» **What is expected**
Convert the lines of the listing below into a numbered list, from the line with "Indicate a point on each instance of the amazon" through the end of the listing, including both of those lines and omitting any blank lines.

» **Exercise inputs**
+---+

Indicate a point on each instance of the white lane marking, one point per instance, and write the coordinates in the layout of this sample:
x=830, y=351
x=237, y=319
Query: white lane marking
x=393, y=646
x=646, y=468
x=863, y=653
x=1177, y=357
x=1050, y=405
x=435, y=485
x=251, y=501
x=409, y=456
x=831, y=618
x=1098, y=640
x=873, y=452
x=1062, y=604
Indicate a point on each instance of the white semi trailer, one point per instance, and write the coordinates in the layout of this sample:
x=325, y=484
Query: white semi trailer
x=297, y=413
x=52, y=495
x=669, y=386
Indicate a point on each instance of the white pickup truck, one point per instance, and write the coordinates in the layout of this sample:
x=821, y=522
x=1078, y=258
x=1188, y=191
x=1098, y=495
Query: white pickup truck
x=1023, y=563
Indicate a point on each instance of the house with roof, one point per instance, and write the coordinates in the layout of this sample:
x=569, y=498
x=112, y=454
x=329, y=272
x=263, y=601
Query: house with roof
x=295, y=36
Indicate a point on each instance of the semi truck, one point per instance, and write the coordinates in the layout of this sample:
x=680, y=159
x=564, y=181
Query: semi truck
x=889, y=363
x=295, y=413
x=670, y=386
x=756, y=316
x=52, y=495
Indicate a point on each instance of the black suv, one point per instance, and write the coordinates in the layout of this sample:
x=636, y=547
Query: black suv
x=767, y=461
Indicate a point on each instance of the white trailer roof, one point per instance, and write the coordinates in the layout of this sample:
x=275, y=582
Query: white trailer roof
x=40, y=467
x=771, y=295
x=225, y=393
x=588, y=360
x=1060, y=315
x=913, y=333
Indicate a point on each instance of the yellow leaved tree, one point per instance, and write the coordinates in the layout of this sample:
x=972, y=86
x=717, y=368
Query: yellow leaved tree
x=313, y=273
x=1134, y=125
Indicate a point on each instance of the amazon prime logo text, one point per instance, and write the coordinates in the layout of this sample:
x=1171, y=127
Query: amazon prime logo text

+---+

» **Problem solution**
1. Indicate a point on each instance of the amazon prime logo text, one point per instance, and write the coordinates in the layout of this sample:
2. x=1171, y=127
3. Query: amazon prime logo text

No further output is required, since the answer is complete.